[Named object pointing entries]
= = = = =

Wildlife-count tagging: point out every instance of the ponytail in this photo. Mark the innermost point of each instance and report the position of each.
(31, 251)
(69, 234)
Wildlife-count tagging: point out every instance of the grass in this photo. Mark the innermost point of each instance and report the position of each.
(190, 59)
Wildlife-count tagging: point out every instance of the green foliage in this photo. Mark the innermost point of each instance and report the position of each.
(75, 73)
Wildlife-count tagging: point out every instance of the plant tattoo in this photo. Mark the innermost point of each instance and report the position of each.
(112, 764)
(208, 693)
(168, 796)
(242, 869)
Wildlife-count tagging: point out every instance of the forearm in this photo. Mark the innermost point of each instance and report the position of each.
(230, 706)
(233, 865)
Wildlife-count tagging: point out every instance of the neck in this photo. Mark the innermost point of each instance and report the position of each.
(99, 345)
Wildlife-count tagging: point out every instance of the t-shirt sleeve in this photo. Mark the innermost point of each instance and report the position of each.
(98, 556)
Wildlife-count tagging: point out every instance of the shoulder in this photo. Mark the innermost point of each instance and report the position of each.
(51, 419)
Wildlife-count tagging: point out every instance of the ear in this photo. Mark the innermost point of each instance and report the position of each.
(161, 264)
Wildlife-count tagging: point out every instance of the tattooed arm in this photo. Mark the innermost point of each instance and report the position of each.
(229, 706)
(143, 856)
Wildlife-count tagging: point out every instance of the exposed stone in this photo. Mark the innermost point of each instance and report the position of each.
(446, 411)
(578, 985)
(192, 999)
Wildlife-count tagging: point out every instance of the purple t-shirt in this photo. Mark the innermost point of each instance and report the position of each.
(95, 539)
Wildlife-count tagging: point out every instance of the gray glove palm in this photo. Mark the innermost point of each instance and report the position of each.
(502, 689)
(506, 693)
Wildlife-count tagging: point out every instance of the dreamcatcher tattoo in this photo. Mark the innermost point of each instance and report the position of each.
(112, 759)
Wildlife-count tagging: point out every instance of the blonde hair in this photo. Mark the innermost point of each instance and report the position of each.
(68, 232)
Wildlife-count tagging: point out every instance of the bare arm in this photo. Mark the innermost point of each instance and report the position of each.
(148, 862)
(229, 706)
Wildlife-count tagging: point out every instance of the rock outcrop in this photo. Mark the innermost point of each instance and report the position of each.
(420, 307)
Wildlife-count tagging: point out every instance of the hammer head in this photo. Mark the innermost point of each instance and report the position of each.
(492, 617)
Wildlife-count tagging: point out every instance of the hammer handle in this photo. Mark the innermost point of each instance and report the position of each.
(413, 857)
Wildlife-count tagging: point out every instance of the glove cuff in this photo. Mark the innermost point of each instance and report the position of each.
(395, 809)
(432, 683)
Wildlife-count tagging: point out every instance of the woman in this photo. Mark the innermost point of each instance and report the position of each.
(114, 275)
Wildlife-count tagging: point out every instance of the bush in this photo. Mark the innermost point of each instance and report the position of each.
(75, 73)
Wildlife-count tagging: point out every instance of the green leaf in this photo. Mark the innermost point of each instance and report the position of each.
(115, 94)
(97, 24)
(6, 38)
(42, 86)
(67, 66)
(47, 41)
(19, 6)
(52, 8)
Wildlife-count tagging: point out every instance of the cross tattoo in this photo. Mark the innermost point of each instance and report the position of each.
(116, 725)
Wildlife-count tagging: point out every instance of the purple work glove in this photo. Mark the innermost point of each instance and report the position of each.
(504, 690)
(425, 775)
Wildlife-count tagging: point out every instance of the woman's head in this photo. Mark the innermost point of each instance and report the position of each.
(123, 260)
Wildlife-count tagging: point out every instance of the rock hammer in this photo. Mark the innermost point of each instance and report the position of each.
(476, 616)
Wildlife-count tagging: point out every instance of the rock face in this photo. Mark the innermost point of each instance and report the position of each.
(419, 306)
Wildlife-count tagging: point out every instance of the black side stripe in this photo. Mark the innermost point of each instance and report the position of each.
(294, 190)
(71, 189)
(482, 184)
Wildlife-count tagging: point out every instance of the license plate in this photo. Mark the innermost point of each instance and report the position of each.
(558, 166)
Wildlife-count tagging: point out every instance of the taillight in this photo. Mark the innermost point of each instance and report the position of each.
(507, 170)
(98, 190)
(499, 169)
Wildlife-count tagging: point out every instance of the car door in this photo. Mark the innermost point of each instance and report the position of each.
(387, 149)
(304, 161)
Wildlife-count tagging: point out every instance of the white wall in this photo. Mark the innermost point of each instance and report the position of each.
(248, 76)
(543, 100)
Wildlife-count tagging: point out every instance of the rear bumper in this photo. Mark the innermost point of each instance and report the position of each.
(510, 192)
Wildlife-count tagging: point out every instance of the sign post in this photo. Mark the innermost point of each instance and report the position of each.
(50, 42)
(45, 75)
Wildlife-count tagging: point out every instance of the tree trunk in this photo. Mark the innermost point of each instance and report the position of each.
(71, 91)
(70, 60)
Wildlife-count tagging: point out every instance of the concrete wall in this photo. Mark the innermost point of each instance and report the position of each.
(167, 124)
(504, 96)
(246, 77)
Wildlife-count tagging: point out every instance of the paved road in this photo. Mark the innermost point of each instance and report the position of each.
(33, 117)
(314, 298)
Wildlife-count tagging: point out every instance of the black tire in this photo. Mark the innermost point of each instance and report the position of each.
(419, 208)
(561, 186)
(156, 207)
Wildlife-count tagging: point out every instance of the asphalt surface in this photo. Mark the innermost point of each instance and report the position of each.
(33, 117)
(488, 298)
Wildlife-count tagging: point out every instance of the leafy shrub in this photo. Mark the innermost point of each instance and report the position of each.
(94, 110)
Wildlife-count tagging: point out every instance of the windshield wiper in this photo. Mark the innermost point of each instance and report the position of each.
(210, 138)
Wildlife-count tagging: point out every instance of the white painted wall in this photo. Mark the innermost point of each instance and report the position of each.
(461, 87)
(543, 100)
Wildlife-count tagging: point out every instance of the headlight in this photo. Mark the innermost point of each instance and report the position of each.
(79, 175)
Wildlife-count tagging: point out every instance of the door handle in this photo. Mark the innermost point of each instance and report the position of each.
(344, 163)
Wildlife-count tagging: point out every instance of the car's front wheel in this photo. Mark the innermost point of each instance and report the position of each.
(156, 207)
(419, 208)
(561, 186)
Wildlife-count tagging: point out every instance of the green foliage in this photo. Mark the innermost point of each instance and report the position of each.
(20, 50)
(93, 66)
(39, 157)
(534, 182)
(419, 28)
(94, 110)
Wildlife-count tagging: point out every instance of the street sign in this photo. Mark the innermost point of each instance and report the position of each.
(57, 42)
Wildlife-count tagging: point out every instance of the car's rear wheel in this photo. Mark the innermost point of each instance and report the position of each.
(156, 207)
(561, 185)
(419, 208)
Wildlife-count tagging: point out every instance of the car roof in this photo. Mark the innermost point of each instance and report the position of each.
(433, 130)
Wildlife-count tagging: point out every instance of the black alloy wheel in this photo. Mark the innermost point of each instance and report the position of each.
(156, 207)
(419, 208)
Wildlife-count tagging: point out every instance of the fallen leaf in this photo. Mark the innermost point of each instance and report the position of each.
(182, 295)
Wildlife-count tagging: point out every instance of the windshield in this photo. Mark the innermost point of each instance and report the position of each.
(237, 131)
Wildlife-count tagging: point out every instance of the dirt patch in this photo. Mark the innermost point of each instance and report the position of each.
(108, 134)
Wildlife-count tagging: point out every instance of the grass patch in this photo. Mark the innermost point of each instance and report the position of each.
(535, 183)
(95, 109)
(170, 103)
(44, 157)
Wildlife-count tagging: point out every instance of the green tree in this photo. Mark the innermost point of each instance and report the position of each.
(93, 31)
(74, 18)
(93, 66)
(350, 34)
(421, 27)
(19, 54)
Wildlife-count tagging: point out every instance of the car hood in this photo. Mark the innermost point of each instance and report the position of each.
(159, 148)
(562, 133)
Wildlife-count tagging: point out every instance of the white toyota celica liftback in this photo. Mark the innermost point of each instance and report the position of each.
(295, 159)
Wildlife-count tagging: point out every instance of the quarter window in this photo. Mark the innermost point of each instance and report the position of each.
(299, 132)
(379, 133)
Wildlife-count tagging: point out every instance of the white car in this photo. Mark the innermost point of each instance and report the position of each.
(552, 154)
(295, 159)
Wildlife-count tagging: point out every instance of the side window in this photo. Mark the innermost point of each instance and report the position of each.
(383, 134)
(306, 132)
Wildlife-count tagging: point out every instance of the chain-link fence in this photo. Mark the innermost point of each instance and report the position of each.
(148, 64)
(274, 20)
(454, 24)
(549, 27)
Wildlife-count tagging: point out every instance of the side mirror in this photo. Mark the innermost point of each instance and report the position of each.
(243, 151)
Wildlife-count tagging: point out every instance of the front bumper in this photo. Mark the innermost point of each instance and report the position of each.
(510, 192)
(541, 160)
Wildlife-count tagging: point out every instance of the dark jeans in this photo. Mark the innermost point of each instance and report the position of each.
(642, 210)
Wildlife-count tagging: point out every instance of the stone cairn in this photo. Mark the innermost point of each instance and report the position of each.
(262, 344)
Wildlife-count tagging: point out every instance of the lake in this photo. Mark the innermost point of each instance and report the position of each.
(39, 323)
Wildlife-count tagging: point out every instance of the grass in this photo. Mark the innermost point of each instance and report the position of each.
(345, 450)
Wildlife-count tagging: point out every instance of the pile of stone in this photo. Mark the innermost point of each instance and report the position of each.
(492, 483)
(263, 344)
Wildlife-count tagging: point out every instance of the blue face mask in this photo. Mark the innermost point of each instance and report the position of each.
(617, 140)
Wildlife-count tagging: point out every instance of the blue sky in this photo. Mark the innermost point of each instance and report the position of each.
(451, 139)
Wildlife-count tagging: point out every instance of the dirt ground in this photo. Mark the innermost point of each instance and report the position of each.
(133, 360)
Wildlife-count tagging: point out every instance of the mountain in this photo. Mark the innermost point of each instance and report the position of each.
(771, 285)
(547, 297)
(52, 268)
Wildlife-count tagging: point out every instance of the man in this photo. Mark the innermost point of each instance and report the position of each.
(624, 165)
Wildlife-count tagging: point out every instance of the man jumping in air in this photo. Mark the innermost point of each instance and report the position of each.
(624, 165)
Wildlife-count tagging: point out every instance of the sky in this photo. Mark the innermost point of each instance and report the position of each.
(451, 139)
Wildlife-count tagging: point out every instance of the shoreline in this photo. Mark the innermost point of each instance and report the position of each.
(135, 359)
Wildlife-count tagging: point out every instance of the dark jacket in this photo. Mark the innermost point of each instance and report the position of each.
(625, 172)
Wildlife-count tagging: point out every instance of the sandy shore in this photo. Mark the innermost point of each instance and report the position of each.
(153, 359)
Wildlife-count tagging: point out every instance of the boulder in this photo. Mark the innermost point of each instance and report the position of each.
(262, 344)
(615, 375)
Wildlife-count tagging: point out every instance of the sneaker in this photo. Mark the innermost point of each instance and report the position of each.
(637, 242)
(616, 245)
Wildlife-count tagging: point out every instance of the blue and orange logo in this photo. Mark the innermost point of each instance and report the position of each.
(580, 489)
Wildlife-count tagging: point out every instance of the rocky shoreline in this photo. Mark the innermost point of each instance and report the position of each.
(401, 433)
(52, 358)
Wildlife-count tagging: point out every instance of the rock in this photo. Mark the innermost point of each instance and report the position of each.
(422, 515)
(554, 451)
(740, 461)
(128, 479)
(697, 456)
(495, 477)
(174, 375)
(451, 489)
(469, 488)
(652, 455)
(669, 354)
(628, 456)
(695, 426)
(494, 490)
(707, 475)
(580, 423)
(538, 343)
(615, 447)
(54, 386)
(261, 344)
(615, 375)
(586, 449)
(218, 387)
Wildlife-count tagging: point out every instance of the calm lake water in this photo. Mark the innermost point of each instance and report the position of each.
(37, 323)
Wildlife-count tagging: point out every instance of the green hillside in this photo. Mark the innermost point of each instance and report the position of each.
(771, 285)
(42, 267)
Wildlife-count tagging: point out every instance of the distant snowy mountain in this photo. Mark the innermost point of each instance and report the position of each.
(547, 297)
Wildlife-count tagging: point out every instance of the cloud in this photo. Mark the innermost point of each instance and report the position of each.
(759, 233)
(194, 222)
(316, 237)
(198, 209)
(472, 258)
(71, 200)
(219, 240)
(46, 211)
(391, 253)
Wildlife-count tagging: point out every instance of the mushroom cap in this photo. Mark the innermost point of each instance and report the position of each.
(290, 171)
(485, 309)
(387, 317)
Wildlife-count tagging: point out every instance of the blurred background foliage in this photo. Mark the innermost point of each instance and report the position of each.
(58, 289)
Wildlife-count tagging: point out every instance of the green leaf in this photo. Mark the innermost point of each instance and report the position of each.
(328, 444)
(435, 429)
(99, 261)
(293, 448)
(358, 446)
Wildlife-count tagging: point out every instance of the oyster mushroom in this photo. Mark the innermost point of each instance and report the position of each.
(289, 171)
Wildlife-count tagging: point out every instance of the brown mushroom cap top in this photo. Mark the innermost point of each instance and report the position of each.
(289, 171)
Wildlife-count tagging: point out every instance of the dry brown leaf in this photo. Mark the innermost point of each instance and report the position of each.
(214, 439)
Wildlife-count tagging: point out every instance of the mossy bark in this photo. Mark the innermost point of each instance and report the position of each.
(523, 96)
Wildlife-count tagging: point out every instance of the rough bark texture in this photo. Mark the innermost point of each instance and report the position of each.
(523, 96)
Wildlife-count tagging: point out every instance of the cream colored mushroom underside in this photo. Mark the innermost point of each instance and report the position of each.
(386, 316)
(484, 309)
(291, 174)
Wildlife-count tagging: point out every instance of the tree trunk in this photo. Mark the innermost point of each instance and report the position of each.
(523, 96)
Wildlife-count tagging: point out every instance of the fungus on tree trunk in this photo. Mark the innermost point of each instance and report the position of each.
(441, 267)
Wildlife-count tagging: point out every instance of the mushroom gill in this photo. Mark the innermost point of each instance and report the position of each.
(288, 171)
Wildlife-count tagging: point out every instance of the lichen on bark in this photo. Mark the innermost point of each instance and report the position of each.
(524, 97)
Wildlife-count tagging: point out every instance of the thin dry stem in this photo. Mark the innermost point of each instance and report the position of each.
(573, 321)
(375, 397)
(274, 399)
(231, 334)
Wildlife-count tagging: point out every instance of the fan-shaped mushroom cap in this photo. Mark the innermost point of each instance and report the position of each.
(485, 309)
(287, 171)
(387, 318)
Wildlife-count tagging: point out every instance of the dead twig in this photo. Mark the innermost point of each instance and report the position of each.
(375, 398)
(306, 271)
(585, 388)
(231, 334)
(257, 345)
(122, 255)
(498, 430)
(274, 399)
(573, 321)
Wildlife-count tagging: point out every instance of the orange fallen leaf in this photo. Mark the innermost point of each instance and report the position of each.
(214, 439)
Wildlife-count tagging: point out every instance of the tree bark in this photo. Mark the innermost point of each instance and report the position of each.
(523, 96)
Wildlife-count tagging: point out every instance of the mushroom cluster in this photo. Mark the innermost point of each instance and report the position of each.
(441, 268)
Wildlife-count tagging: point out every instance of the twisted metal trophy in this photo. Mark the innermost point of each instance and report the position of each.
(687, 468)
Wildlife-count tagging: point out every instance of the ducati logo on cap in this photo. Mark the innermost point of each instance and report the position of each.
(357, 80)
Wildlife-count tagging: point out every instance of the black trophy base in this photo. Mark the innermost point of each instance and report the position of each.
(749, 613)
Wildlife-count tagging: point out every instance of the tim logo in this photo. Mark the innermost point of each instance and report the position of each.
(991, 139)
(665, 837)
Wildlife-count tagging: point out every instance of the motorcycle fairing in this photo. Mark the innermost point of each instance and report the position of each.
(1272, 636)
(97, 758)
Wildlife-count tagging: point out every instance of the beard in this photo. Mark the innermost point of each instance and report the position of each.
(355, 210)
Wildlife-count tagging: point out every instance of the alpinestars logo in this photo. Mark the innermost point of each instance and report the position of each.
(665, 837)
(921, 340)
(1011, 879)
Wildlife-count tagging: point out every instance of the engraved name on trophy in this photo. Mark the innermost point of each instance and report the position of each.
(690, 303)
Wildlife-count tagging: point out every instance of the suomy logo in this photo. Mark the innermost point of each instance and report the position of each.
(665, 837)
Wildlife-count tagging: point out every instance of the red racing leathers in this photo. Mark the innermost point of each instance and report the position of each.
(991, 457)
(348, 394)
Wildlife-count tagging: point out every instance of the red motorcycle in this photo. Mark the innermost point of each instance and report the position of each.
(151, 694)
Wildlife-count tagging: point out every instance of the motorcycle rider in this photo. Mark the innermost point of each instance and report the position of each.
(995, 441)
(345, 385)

= = = = =

▶ **Exercise description**
Your output consists solely of the lines from the one with "Wildlife-count tagging: point out every instance of the tim" through the last line, copied exactly.

▶ **Exercise response**
Wildlife-count tagging: point out every instance of the tim logo in this photo. Mark the innermost point of each instance and report the position of each.
(991, 139)
(665, 837)
Wildlife-count tagging: point out every instance of the motorcycle fairing in this photo. Mark the innermost point of each instance and report the position of each.
(1272, 636)
(97, 758)
Wildlife-count tagging: point out every instance of the beard in this photo. Mark the innermost point of each instance and report the position of each.
(355, 210)
Wildlife-count tagging: point out every instance of the alpinestars logo in this photo. Mark the innermost point of each instance and report the position of each.
(665, 837)
(921, 340)
(1011, 879)
Wildlife-count tagging: point out every instance of the engraved name on trophy in this photo. Mark the innermost point of each instance and report the position of each.
(690, 303)
Wildlife-count tagging: point out every instance of the suomy logo in this photo. Mark the innermost point of each instance and report the position of each.
(665, 837)
Wildlife-count tagging: point out every instance of the red racing leathers in this photo. Mark the innermost point of each instance and report the position of each.
(991, 457)
(348, 394)
Wildlife-count tagging: point out every instance of the red motorcycle in this photo. Mark the innermost point of each instance and report the position of each.
(151, 694)
Wildlife-count tagging: point out every instance of the motorcycle rider in this photo. Mark the innermost point of each instance and report the position of each.
(995, 441)
(345, 385)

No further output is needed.